◆ Data listing:
★ ★ ★ ★

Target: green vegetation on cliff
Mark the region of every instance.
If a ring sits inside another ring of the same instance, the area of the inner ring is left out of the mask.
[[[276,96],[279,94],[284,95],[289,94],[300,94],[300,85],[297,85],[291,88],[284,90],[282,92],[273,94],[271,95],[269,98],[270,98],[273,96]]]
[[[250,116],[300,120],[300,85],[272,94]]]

★ ★ ★ ★

◆ Work to do:
Copy every item above line for line, changing nothing.

◆ Result of the exercise:
Target: green vegetation on cliff
Mark the region of every instance.
If a ring sits inside another ring of the same instance, the area of the inner ring is left out of the mask.
[[[276,96],[279,94],[284,95],[289,94],[300,94],[300,85],[297,85],[291,88],[284,90],[282,92],[273,94],[271,95],[269,98],[270,98],[273,96]]]
[[[250,116],[300,120],[300,85],[272,94]]]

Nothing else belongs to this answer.